# [ABOUT THIS TASK]
Below this line is the material. Write out only its lines from the one containing "Each instance of the green" through the one containing "Each instance of the white", both kept, exactly.

# [RECORDS SHOWN]

▼▼▼

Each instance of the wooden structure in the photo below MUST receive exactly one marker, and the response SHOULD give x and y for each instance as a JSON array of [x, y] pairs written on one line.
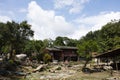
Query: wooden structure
[[63, 53], [113, 55]]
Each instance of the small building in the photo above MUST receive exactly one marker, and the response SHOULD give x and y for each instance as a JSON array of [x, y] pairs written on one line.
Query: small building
[[63, 53]]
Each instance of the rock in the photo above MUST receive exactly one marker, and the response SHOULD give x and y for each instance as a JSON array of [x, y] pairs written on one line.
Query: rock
[[38, 68]]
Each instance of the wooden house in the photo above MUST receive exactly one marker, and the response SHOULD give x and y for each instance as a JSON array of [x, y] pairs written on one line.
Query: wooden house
[[63, 53]]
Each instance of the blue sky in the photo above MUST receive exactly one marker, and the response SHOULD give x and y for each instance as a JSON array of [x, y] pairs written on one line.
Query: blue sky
[[52, 18]]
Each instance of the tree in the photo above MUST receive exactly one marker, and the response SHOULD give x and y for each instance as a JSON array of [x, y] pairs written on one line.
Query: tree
[[14, 36], [85, 49]]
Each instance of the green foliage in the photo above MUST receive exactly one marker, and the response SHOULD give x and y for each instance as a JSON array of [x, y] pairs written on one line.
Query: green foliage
[[14, 35]]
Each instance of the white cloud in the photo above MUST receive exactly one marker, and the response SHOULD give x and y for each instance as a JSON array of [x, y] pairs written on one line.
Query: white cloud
[[46, 24], [4, 19], [22, 10], [75, 6], [93, 23]]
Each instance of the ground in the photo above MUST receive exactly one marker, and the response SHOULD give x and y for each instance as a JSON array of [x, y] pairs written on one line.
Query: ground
[[62, 71]]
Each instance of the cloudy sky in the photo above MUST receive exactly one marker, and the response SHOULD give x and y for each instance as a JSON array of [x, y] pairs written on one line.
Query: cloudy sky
[[52, 18]]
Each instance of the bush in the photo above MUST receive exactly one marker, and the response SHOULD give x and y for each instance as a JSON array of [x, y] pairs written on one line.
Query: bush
[[59, 68]]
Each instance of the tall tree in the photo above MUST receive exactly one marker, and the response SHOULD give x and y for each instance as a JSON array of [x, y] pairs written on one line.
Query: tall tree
[[14, 36]]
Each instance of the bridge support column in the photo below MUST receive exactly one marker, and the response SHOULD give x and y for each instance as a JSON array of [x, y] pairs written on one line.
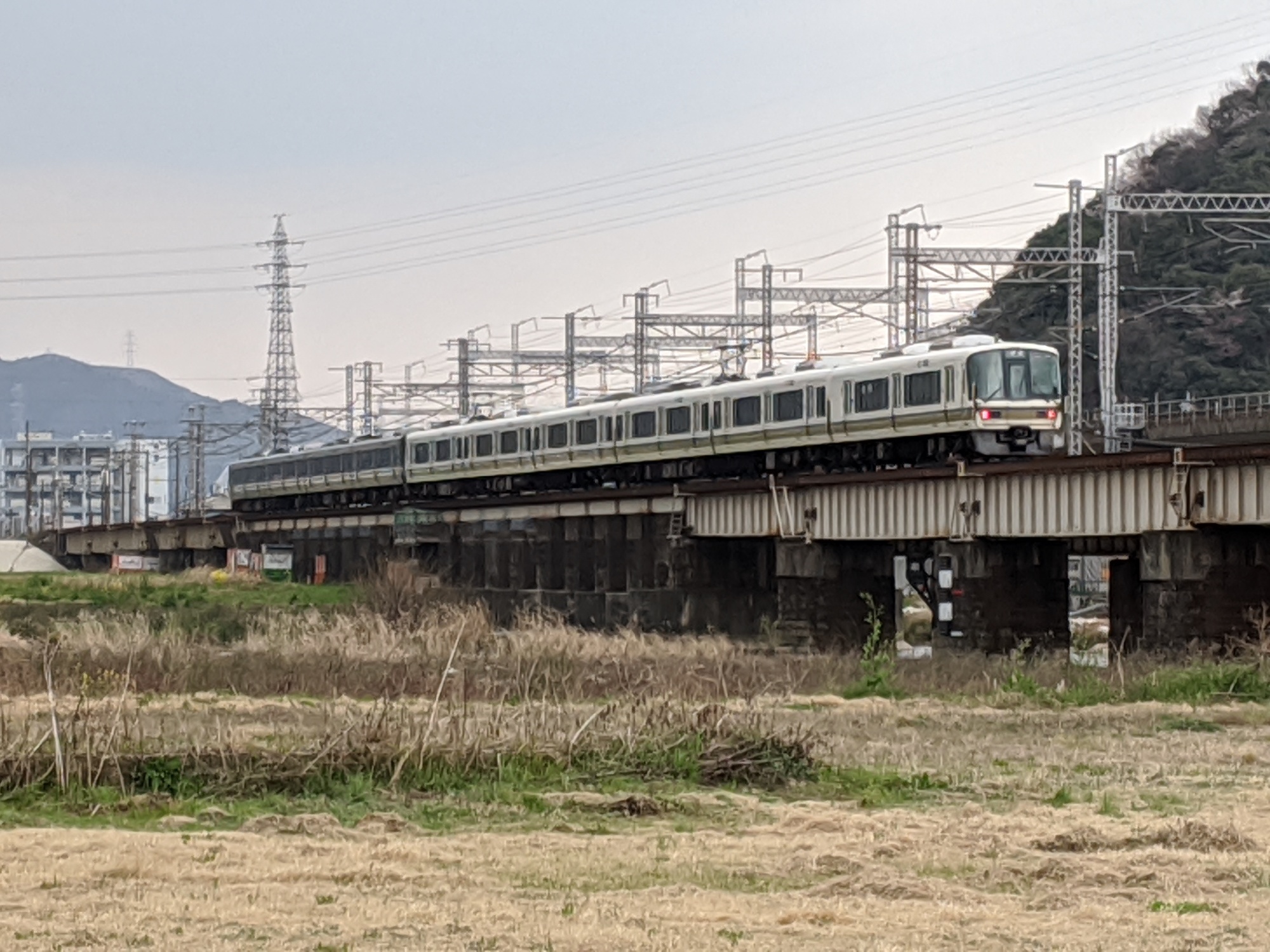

▲▲▲

# [ANSWER BELOW]
Each instance of the green foliage in the photo above MUST receive exactly one marker, and the response SHOULD give x and y for each instance as a JSON array of [x, y] pairs written on one line.
Query: green foliage
[[14, 35]]
Each instance of the white cloud in the photo above MUST receive exactly one marker, and the response SHOULD give x and y for each instance as a JSON array of [x, y] pairs written on one line.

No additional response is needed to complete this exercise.